Short task =
Each line should be copied exactly.

Dataset records about object locations =
....

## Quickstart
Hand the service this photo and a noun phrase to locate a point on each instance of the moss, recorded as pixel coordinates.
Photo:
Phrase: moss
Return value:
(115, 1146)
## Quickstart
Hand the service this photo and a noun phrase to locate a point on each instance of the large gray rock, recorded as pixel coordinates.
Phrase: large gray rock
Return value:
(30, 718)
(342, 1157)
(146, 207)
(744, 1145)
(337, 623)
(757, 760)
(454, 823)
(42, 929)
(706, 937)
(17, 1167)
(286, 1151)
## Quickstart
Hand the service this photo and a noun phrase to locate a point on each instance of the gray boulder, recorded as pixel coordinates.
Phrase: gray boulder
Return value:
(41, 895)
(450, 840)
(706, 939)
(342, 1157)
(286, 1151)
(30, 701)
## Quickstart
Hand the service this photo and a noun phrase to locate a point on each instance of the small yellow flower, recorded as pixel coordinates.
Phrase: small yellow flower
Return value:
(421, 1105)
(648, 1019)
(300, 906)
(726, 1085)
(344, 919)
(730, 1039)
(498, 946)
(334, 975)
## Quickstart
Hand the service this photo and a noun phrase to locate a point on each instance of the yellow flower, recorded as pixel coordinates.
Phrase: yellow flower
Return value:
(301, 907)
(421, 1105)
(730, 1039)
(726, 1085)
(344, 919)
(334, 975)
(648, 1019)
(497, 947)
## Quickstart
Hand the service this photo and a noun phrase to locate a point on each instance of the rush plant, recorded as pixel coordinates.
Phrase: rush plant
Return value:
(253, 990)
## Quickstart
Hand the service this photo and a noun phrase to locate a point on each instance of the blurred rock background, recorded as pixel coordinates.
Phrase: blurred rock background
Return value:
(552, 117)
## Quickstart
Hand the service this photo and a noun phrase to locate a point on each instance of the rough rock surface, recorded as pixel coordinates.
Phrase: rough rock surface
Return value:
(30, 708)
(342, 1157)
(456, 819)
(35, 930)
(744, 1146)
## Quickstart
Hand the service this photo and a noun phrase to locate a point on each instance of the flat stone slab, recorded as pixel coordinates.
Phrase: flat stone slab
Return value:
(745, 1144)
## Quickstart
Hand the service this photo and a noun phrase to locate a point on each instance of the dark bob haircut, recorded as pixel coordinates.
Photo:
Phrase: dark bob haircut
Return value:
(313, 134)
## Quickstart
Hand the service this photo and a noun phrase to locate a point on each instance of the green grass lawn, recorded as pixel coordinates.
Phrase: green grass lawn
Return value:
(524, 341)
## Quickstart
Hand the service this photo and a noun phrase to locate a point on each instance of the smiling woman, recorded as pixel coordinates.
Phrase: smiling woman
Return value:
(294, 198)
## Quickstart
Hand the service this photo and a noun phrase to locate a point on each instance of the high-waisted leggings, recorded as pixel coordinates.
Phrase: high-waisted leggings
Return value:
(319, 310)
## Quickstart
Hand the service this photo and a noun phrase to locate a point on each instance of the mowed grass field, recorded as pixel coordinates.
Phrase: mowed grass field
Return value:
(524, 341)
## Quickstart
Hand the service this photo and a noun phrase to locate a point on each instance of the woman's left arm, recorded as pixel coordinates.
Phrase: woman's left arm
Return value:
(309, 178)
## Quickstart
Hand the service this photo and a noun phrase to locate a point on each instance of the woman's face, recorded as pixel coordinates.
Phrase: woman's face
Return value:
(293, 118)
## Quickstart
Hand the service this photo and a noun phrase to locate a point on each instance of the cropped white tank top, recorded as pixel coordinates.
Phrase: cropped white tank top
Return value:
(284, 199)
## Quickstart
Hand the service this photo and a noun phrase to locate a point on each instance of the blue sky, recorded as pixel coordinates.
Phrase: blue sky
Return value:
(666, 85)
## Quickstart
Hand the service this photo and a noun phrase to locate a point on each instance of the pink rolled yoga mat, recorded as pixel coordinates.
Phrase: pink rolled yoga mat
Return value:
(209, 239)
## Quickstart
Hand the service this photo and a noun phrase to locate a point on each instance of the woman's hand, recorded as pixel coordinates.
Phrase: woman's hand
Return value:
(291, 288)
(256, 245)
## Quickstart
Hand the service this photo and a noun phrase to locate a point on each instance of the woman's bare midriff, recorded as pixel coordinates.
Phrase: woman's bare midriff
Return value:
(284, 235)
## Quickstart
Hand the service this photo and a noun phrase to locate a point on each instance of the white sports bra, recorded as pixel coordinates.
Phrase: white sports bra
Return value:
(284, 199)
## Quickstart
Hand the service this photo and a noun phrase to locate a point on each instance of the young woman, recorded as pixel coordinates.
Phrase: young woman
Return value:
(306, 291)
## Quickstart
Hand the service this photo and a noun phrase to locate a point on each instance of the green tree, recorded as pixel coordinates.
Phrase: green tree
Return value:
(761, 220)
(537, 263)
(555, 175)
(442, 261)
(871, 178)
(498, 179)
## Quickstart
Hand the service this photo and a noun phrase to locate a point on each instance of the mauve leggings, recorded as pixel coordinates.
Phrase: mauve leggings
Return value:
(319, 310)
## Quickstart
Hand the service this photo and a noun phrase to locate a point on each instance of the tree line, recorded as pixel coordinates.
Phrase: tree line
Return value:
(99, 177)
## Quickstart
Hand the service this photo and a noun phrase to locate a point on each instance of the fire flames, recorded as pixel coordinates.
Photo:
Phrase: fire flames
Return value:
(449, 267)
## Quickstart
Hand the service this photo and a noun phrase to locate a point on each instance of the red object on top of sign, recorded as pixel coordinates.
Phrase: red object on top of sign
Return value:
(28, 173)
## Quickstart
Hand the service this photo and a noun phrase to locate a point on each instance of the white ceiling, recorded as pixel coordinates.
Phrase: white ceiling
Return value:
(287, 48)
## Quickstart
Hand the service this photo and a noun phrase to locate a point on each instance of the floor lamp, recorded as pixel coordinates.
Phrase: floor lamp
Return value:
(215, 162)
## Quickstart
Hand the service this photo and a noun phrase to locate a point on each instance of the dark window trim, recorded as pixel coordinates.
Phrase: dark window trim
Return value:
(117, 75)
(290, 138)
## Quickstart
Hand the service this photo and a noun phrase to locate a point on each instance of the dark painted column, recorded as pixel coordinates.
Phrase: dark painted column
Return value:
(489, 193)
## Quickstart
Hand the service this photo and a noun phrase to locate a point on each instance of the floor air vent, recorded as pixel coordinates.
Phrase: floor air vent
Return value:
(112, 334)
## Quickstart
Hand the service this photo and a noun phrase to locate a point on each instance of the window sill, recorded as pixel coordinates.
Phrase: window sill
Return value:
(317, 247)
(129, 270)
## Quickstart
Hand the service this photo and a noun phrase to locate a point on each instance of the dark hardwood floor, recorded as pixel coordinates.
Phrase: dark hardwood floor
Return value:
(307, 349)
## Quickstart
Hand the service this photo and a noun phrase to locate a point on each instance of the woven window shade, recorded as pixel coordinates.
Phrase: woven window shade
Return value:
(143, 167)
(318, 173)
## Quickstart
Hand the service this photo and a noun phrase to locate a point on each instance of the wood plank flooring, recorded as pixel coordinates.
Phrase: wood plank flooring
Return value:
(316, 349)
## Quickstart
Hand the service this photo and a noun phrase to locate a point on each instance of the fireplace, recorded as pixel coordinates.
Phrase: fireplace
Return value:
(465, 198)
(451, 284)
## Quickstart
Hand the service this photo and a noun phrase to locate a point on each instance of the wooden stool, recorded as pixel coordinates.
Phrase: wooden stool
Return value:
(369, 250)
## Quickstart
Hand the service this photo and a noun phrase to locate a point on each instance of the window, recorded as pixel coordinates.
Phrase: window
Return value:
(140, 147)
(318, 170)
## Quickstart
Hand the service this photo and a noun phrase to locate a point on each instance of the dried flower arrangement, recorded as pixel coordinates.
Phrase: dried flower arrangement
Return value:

....

Solution below =
## Quickstart
Hand the service this photo and a noun phrase to locate a point on each instance of the moss, recorded as pixel coordinates.
Photo:
Phrase: moss
Return value:
(115, 1146)
## Quickstart
Hand the service this photo and a noun phrase to locate a point on each instance of the large gray rock, recorded as pixel coordinates.
Phrase: large gray rock
Return value:
(30, 718)
(342, 1157)
(146, 207)
(744, 1145)
(337, 623)
(757, 760)
(454, 823)
(42, 929)
(706, 937)
(17, 1167)
(286, 1151)
## Quickstart
Hand the service this photo and a noun phrase to locate a point on each instance of the gray boulder, recorded as pixel coordinates.
Phrase: gray boulder
Return value:
(41, 895)
(450, 840)
(706, 939)
(342, 1157)
(286, 1151)
(30, 701)
## Quickstart
Hand the service this photo and a noun phrase to locate a point on each instance of the small yellow flower, recorded as pixel coordinates.
Phrase: small yellow flower
Return value:
(421, 1105)
(648, 1019)
(300, 906)
(726, 1085)
(344, 919)
(730, 1039)
(498, 946)
(334, 975)
## Quickstart
Hand the service this photo and a noun phrase to locate a point on each instance of the yellow flower, recorded as pixel coordinates.
Phrase: yellow flower
Return value:
(301, 907)
(421, 1105)
(730, 1039)
(726, 1085)
(344, 919)
(334, 975)
(648, 1019)
(497, 947)
## Quickstart
Hand the service this photo and a noun phrase to locate a point on each instance of the rush plant, recorded as pixel coordinates.
Phrase: rush plant
Return value:
(253, 990)
## Quickstart
Hand the service this photo and a noun phrase to locate a point on each instance of the blurred rock background, recorded as pixel coordinates.
Phrase: blurred rock background
Return value:
(552, 117)
## Quickstart
Hand the service this photo and a noun phrase to locate a point on each instance of the rough rock surface, recorded as pixel coordinates.
Phrase: rough rock surface
Return value:
(30, 708)
(342, 1157)
(456, 819)
(35, 930)
(744, 1146)
## Quickstart
Hand the service this photo and a noun phrase to locate a point on each instance of the flat stone slab, recorded as pixel coordinates.
Phrase: flat stone slab
Return value:
(745, 1144)
## Quickstart
Hand the service this photo and a noun phrase to locate a point on each instance of the dark bob haircut, recorded as pixel coordinates.
Photo:
Phrase: dark bob haircut
Return value:
(313, 134)
## Quickstart
Hand the service this photo and a noun phrase to locate a point on each instance of the green grass lawn, recorded as pixel coordinates.
Phrase: green grass lawn
Return value:
(524, 341)
## Quickstart
Hand the service this photo and a noun phrase to locate a point on each instance of the smiling woman, recorded as pixel coordinates.
Phrase: smiling woman
Return value:
(294, 198)
## Quickstart
Hand the service this photo and a noun phrase to locate a point on each instance of the high-waisted leggings, recorded as pixel coordinates.
Phrase: high-waisted leggings
Return value:
(319, 310)
## Quickstart
Hand the service this photo and a noun phrase to locate a point on each instance of the mowed grass field, recorded as pixel coordinates.
Phrase: mowed grass field
Return value:
(524, 341)
## Quickstart
Hand the service this photo and a noun phrase to locate a point on each instance of the woman's left arm, recorded as pixel coordinates.
Phrase: woman's left arm
Return value:
(309, 178)
## Quickstart
Hand the service this photo and a noun phrase to locate a point on each instance of the woman's face, recorded as pixel coordinates.
Phrase: woman's face
Return value:
(293, 118)
## Quickstart
Hand the service this photo and a noun phrase to locate a point on each instance of the cropped white tank top, recorded as pixel coordinates.
Phrase: cropped white tank top
Return value:
(284, 199)
## Quickstart
Hand the service this photo and a noun phrase to locate a point on each instance of the blue sky, recorded as pixel coordinates.
Phrase: blue sky
Return value:
(666, 85)
## Quickstart
Hand the service this photo and a noun phrase to locate a point on each instance of the pink rolled yoga mat, recorded as pixel coordinates.
Phrase: pink rolled yoga mat
Return value:
(209, 239)
## Quickstart
Hand the service this photo and a noun phrase to locate a point on each instance of the woman's hand, recorded as pixel coordinates.
Phrase: woman's hand
Return value:
(291, 288)
(256, 245)
## Quickstart
Hand the service this photo and a noun phrase to locate a point on each instance of the woman's bare midriff, recorded as pixel coordinates.
Phrase: woman's bare midriff
Return value:
(284, 235)
## Quickstart
Hand the service this photo and a noun phrase to locate a point on each instance of the white sports bra, recorded as pixel coordinates.
Phrase: white sports bra
Return value:
(284, 199)
## Quickstart
Hand the service this photo and a noun phrase to locate a point on each instance of the young woman, recorded as pixel coordinates.
Phrase: young woman
Return value:
(306, 291)
## Quickstart
Hand the service this photo and a noun phrase to locate a point on each instance of the green tree, recorded as pixel coordinates.
Phrase: green tree
Return value:
(761, 220)
(537, 263)
(555, 175)
(442, 261)
(871, 178)
(498, 179)
## Quickstart
Hand the service this photo and a noun phrase to locate a point on each instance of the mauve leggings, recorded as pixel coordinates.
Phrase: mauve leggings
Return value:
(319, 310)
## Quickstart
Hand the service this photo and a noun phrase to locate a point on each instance of the tree line, recorded as pixel coordinates.
Phrase: tree line
Return value:
(99, 177)
## Quickstart
Hand the service this photo and a noun phrase to locate a point on each instance of the fire flames, recorded as pixel coordinates.
Photo:
Phrase: fire flames
Return value:
(449, 267)
## Quickstart
Hand the service this photo and a noun phrase to locate a point on each instance of the red object on top of sign, recorded as pixel coordinates.
Phrase: red object on top of sign
Return value:
(28, 173)
## Quickstart
Hand the service this photo and a noun phrase to locate a point on each instance of the white ceiling, recorded as pixel coordinates.
Phrase: white ceiling
Return value:
(287, 48)
## Quickstart
Hand the service this photo and a noun phrase to locate a point on each instance of the floor lamp, recorded as pixel coordinates.
Phrase: floor lamp
Return value:
(215, 162)
## Quickstart
Hand the service this photo and a noun phrase to locate a point on each instance of the dark window trim, recorded as pixel coordinates.
Phrase: dark window trim
Return value:
(117, 75)
(290, 138)
## Quickstart
Hand the service this photo and a noun phrase to locate a point on each instance of the dark painted column, recorded as pixel coordinates.
Phrase: dark painted column
Return value:
(489, 193)
## Quickstart
Hand the service this photo and a noun phrase to locate a point on each instance of the floor air vent, recorded as pixel coordinates.
Phrase: floor air vent
Return value:
(112, 334)
## Quickstart
Hand the service this photo and a noun phrase to locate a point on each instance of the window sill, recorded as pixel coordinates.
Phrase: window sill
Return value:
(317, 247)
(129, 270)
## Quickstart
Hand the service this photo and a noun phrase to locate a point on each instance of the dark hardwood floor, recorded as pixel coordinates.
Phrase: dark hardwood floor
Return value:
(307, 349)
## Quickstart
Hand the service this photo and a noun phrase to locate a point on each instance of the woven window shade, recorded as pixel coordinates.
Phrase: woven window shade
Return value:
(143, 167)
(318, 173)
## Quickstart
Hand the service this photo and a noun phrase to locate a point on each instance of the wood plank flooring, recorded as pixel coordinates.
Phrase: wood plank flooring
Return value:
(316, 349)
## Quickstart
Hand the service this photo and a noun phrase to locate a point on each instance of the fireplace, recorded as pixel coordinates.
Phrase: fireplace
Return value:
(465, 198)
(451, 284)
## Quickstart
Hand the service this photo and a noun phrase to locate a point on each instance of the wooden stool, recorded as pixel coordinates.
Phrase: wooden stool
Return value:
(369, 250)
## Quickstart
Hand the service this photo and a noun phrase to locate a point on each instance of the window, recorded as pixel coordinates.
Phrase: window
Return value:
(140, 147)
(318, 170)
## Quickstart
Hand the service this photo and a noun phrase to locate a point on each instance of the dried flower arrangement, recorded as pixel coordinates.
Phrase: dried flower arrangement
Return value:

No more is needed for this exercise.